## Page:

>> START

Motor-imagery Brain-Computer Interfaces (MI-BCIs) aim to establish a communication channel between the human brain and an external device, solely based on human’s thought. Due to high inter-session and inter-user variance, however, users may need several training sessions while wearing EEG electrodes to reach an acceptable accuracy. This makes the usage of pure convolutional neural network (CNN) architectures very limited in this area, and less practical for multi-users deployment. A viable option are memory augmented neural networks (MANNs) [1] which augment CNNs with an external binary memory. This opens up a large variety of options that can significantly improve the applicability of MI-BCI, e.g.,

  • Add a new MI class on the fly without retraining the whole model.
  • Calibrate the model at the beginning of a new session to mitigate high inter-session variance in EEG.

>> END

(Image box annotation records)
>> START

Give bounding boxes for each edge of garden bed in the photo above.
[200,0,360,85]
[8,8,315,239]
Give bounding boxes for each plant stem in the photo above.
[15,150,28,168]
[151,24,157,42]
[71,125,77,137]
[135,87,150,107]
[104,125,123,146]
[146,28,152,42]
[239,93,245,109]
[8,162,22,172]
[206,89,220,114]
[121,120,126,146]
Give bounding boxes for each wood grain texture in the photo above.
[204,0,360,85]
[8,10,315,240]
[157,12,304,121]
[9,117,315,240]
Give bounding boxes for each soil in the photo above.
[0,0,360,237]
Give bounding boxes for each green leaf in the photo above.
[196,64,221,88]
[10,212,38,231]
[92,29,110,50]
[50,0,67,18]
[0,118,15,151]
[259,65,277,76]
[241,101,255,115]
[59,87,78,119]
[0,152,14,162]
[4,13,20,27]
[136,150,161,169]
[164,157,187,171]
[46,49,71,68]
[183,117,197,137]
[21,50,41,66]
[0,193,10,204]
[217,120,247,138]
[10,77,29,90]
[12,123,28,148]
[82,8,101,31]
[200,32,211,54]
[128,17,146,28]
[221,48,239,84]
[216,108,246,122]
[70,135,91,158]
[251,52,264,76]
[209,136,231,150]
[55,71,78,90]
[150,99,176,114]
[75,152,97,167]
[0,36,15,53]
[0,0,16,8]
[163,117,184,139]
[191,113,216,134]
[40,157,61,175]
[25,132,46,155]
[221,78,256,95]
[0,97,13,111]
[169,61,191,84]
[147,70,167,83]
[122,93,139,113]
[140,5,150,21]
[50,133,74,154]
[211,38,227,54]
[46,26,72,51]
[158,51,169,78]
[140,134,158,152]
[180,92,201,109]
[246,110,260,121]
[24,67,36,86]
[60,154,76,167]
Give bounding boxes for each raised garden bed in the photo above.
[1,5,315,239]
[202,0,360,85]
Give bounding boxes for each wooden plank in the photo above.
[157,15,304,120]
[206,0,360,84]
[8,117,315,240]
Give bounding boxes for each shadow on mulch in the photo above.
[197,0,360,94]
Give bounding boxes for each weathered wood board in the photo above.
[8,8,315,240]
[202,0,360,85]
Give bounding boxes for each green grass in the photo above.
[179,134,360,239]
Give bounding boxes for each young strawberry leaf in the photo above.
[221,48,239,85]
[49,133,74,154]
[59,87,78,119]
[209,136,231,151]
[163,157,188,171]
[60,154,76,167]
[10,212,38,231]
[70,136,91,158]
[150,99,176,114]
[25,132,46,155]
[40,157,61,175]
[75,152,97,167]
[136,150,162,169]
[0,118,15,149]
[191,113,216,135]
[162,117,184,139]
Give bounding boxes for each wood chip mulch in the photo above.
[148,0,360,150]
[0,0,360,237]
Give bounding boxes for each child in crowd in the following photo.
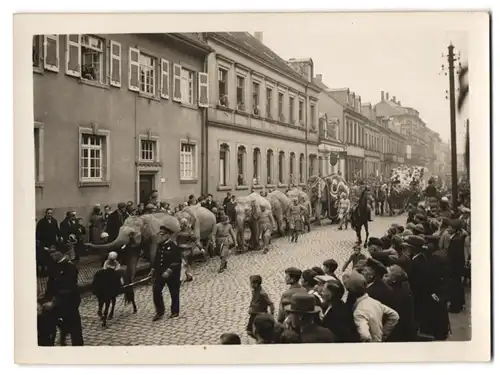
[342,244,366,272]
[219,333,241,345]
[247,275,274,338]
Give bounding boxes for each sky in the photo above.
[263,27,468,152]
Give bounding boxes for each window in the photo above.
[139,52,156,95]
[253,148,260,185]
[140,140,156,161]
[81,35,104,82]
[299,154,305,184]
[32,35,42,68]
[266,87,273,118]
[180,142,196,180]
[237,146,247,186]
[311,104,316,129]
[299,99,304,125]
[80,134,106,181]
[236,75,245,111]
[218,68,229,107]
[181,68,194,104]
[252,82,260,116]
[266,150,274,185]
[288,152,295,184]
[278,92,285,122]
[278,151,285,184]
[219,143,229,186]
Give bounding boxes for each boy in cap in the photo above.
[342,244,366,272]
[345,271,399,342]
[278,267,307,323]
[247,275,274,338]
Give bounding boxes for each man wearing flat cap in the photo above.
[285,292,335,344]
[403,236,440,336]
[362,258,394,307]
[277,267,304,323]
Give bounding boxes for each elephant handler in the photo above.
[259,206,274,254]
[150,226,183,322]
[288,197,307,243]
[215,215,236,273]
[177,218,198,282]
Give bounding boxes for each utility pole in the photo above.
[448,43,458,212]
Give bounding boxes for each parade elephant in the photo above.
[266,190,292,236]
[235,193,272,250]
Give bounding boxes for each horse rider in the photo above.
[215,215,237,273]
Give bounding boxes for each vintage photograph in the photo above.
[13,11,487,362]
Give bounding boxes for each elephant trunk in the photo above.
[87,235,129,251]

>> END
>> START

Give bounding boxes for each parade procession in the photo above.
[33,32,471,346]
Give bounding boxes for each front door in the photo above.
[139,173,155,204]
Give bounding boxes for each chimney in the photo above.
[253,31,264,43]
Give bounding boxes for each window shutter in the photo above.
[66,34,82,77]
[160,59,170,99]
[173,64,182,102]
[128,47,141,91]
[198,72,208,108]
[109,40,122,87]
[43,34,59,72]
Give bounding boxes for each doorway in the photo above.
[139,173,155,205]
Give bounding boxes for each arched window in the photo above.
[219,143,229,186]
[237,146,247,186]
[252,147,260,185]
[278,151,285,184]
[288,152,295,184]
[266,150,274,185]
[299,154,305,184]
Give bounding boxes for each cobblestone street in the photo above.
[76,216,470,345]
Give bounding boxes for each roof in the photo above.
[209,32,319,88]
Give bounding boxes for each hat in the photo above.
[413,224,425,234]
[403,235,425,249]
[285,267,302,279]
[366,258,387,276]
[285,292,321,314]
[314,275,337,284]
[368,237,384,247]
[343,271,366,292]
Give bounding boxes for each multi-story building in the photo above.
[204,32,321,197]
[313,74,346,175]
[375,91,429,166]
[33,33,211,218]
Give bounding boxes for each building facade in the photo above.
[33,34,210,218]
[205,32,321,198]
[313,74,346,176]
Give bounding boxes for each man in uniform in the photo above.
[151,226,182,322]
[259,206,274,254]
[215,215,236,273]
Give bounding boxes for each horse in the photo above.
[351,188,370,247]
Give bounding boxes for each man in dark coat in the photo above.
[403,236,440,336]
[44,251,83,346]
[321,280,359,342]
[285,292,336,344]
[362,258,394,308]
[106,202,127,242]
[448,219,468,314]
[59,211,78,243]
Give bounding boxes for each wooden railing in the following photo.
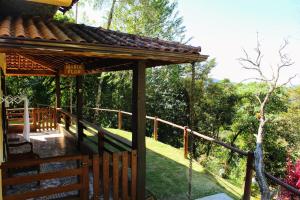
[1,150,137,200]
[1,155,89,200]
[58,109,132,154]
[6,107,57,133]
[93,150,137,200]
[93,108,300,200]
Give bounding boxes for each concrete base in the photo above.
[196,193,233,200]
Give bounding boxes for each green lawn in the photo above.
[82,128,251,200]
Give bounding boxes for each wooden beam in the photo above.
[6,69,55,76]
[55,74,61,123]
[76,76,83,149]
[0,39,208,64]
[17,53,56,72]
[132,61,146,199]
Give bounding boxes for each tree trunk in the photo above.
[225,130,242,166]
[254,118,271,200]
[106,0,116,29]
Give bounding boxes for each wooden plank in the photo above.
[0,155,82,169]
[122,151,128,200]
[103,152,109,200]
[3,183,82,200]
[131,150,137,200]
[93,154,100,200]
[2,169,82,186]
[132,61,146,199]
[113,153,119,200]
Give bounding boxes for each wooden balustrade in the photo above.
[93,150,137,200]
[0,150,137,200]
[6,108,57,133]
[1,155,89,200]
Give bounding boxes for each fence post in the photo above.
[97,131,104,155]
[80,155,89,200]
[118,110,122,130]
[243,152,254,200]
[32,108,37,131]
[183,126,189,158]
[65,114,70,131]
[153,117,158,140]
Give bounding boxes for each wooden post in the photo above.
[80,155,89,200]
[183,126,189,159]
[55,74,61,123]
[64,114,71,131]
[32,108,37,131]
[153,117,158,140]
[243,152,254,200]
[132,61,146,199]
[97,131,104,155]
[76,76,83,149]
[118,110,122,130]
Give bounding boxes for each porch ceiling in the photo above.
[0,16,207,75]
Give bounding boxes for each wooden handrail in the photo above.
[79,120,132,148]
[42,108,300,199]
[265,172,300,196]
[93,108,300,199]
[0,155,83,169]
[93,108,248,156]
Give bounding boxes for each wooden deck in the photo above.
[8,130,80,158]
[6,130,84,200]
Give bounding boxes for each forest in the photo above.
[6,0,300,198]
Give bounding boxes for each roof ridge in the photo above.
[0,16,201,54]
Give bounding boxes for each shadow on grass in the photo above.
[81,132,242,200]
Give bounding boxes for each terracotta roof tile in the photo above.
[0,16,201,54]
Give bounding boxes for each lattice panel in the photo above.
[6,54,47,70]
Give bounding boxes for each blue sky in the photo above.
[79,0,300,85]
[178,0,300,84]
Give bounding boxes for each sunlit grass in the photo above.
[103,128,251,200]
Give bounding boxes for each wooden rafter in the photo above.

>> END
>> START

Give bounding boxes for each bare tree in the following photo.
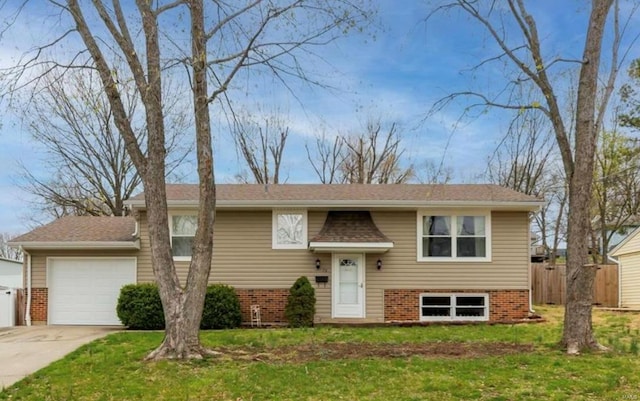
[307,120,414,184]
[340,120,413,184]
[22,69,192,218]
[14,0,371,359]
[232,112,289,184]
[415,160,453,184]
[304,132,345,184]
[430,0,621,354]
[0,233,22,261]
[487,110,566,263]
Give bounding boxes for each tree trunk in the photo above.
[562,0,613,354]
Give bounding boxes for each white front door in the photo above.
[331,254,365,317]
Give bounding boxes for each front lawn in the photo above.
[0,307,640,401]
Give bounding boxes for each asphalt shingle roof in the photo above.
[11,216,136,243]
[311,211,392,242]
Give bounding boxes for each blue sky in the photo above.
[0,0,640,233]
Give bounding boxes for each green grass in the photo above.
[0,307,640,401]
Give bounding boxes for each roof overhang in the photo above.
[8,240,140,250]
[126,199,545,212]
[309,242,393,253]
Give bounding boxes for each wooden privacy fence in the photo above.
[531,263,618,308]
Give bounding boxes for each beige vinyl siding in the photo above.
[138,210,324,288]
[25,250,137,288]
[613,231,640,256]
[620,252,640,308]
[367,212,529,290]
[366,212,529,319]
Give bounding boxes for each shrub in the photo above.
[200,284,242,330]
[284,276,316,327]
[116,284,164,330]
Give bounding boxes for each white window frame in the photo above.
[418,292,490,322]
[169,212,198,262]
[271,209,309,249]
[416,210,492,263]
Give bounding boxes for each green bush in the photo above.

>> END

## Exercises to complete:
• a. Set down, word for word, the stretch of the brain-computer interface passage from "Motor-imagery Brain-Computer Interfaces" through "the whole model.".
• b. From the listing, extract the stretch from the line containing "Give bounding boxes for each edge" through the line containing "[8,8,315,239]", both included, without any change, and give only those lines.
The passage and the listing are unrelated material.

## Task results:
• a.
Motor-imagery Brain-Computer Interfaces (MI-BCIs) aim to establish a communication channel between the human brain and an external device, solely based on human’s thought. Due to high inter-session and inter-user variance, however, users may need several training sessions while wearing EEG electrodes to reach an acceptable accuracy. This makes the usage of pure convolutional neural network (CNN) architectures very limited in this area, and less practical for multi-users deployment. A viable option are memory augmented neural networks (MANNs) [1] which augment CNNs with an external binary memory. This opens up a large variety of options that can significantly improve the applicability of MI-BCI, e.g.,

  • Add a new MI class on the fly without retraining the whole model.

• b.
Give bounding boxes for each edge of garden bed in the photo above.
[200,0,360,85]
[8,8,315,239]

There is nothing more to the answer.